I think McDowell does think of intuitional content as structured; this is how he can speak of "aspects" of intuitional content. That sort of talk wouldn't make sense if the content wasn't already diverse in itself. But it's not structured in just the same way that discursive thought is structured. Being "articulable" is like perforated lines in paper: it's clear where to tear it, and it tears clean. It just doesn't come pre-torn.
Dan and Duck, it's been so long.
I'm just finished the first part of Reading McDowell, and Mind and World makes so much better sense to me now (and since Rorty said much the same thing on the dust-jacket comment, I don't feel too bad about not understanding it before). That book should be required reading before anyone attempts to grapple with McDowell.
I don't have any questions intelligent enough to ask of McDowell, but the part of his project that intrigues me the most is his appropriation of 'second nature.' I wonder how Aristotelian that notion could be in McDowell (i.e., is it the full-blown second-potentiality as described in De Anima, II, 1). It's also not clear to me at present (and so prior to more reading) how second nature is supposed to reenchant nature.

● ● ● ● ● ● ●

▸ ACTIONS TO TAKE
- a) Extract the passage of the McDowell discussion between "I'm just finished" and "to reenchant nature.", inclusive.
- b) Copy every one of the records that come after the McDowell discussion word for word, leaving out the pictures.
The McDowell discussion and the records have no connection to each other.

▸ Saved entries

● ● ● ● ● ● ●

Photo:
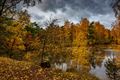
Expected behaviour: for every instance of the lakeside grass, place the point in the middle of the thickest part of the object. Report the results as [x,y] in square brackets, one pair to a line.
[21,70]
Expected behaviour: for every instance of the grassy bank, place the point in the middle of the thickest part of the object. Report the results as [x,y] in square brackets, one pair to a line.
[20,70]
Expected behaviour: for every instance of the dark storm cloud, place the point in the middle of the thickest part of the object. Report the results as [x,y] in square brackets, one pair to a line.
[94,6]
[74,10]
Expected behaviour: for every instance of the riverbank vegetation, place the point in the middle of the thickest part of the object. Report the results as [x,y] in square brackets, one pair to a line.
[29,52]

● ● ● ● ● ● ●

▸ RESULTS IN ORDER
- a)
I'm just finished the first part of Reading McDowell, and Mind and World makes so much better sense to me now (and since Rorty said much the same thing on the dust-jacket comment, I don't feel too bad about not understanding it before). That book should be required reading before anyone attempts to grapple with McDowell.
I don't have any questions intelligent enough to ask of McDowell, but the part of his project that intrigues me the most is his appropriation of 'second nature.' I wonder how Aristotelian that notion could be in McDowell (i.e., is it the full-blown second-potentiality as described in De Anima, II, 1). It's also not clear to me at present (and so prior to more reading) how second nature is supposed to reenchant nature.

- b)
Photo:
Expected behaviour: for every instance of the lakeside grass, place the point in the middle of the thickest part of the object. Report the results as [x,y] in square brackets, one pair to a line.
[21,70]
Expected behaviour: for every instance of the grassy bank, place the point in the middle of the thickest part of the object. Report the results as [x,y] in square brackets, one pair to a line.
[20,70]
Expected behaviour: for every instance of the dark storm cloud, place the point in the middle of the thickest part of the object. Report the results as [x,y] in square brackets, one pair to a line.
[94,6]
[74,10]
Expected behaviour: for every instance of the riverbank vegetation, place the point in the middle of the thickest part of the object. Report the results as [x,y] in square brackets, one pair to a line.
[29,52]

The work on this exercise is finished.